Combining $(11)$ with $(12)$, we obtain that $(7)$ holds uniformly for all $T\ge T_0$.

Next, we handle $(8)$. By $(3)$, we know that

$$\begin{array}{c}\hfill {\psi }_{\min }(x_1,x_2,T)=P({\tau }_1(x_1\le T))+P({\tau }_2(x_2\le T))-{\psi }_{\max }(x_1,x_2,T).\end{array}$$

(13)

where $({\tau }_i(x_i)=\inf \{t:R_i(t)<0|R_i(0)=x_i\},i=1,2$. Then by $(7)$ with its one-dimensional case, it is clear that

$$\begin{array}{c}\hfill P({\tau }_i(x_i)\le T)\sim \sum _{\ell =1}^K{p}_{\ell }{\int }_0^T{\int }_0^{{\alpha }_{\ell }\wedge (T-s)}{\overline{F}}_i(e^{\delta (s+y)}{x}_i)d{H}_i(y)d{m}_i(s),i=1,2.\end{array}$$

(14)

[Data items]

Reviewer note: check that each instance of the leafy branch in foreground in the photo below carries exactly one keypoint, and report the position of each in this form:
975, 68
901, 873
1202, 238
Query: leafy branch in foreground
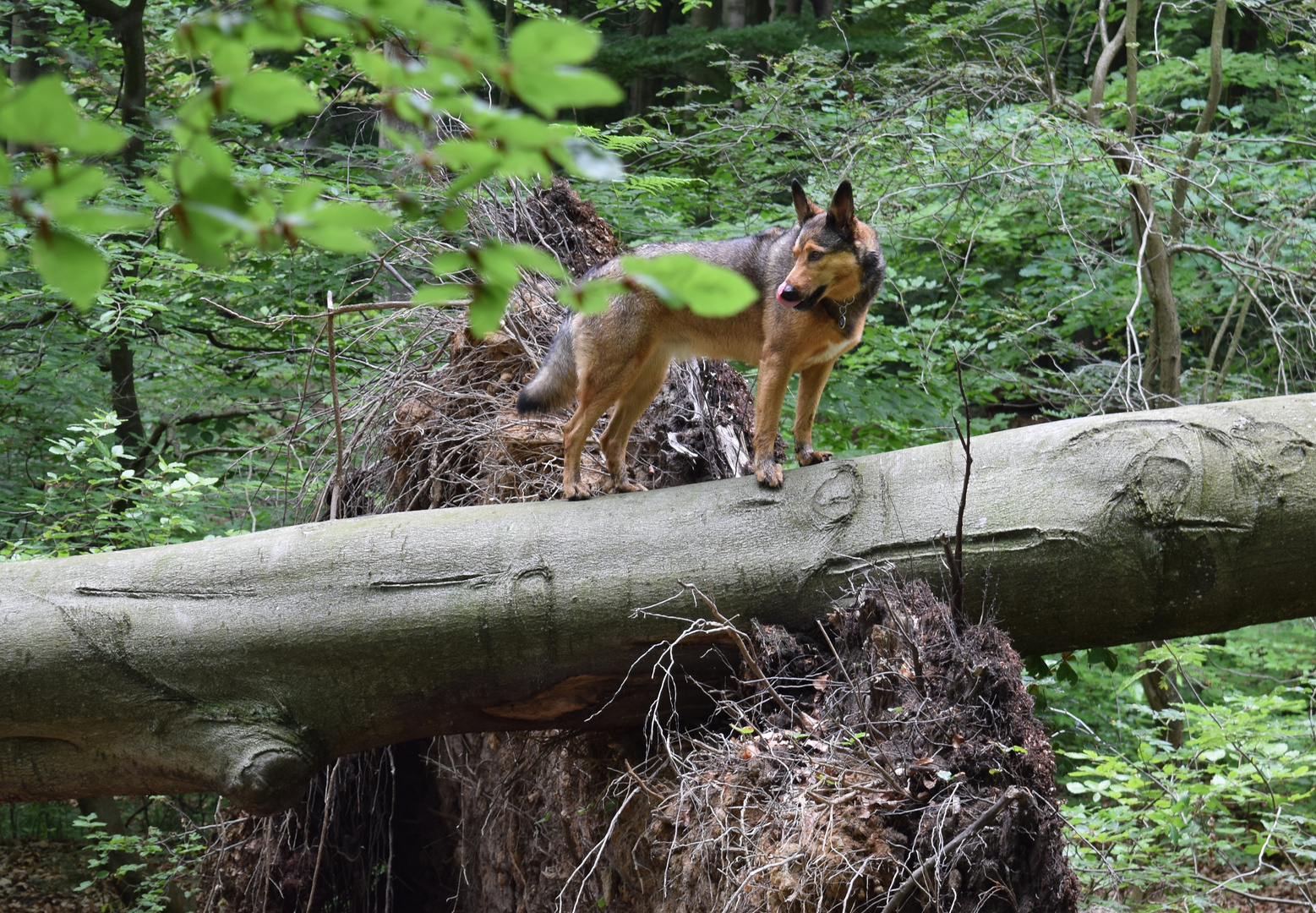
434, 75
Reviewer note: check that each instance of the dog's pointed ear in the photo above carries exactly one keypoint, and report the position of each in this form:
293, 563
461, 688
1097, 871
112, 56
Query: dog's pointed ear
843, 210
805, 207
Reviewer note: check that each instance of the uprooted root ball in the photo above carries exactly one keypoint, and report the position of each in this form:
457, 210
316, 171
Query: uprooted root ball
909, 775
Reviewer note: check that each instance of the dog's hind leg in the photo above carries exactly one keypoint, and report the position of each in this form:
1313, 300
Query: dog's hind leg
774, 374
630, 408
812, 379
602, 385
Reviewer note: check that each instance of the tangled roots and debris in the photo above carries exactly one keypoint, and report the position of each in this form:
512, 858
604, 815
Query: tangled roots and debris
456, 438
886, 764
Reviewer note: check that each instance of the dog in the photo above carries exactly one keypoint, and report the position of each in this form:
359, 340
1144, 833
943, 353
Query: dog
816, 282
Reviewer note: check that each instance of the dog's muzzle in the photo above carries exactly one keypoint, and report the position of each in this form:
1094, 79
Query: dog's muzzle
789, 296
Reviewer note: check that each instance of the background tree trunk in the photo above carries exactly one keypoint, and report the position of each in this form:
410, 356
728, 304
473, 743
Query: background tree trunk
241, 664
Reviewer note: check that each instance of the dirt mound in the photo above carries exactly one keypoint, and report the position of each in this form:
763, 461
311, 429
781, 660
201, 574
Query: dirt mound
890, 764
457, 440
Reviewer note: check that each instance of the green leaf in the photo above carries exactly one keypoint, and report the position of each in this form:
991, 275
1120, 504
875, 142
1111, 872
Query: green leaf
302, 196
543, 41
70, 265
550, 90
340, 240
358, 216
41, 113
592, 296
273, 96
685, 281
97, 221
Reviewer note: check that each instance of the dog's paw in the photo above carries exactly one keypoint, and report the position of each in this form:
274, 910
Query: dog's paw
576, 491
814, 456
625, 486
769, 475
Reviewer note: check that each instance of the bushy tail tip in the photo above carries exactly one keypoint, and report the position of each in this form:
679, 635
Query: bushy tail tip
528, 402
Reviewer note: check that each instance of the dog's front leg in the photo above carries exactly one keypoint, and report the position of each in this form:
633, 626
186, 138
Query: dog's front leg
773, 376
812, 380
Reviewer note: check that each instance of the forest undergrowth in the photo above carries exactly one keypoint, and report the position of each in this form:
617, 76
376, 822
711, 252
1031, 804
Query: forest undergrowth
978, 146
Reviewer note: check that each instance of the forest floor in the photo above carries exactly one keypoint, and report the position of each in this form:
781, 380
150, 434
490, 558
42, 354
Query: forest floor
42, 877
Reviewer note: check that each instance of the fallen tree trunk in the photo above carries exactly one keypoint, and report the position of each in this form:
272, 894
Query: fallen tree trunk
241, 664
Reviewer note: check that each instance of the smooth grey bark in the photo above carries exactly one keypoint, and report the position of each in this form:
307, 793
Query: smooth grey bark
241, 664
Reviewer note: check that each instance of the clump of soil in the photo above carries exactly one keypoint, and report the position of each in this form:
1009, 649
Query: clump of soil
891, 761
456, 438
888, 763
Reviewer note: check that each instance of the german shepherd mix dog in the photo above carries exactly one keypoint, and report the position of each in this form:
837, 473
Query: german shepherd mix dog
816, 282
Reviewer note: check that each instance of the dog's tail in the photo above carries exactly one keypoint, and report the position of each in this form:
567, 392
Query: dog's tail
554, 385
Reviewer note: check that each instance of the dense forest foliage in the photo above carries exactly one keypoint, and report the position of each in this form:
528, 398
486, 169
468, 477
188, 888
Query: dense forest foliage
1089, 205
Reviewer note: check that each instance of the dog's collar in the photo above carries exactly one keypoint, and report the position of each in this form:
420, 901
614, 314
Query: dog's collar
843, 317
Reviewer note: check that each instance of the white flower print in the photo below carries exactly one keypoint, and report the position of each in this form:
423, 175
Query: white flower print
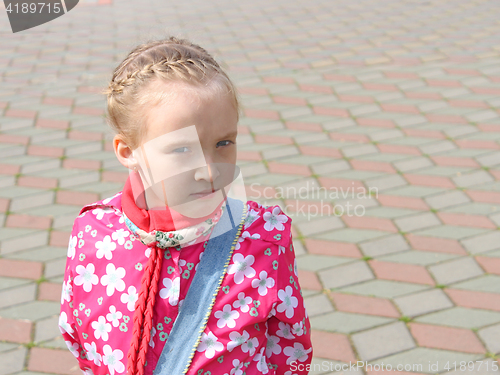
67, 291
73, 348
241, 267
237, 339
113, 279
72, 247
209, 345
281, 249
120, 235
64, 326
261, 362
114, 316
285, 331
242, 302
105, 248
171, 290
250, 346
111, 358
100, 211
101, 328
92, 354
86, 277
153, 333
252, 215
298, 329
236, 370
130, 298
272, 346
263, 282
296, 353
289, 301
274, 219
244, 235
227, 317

(REQUIREMENTS) In the derivation above, what follows from combining (11) with (12)?

(ANSWER TO THIS EXERCISE) Combining them shows that (7) holds uniformly for all T ≥ T_0.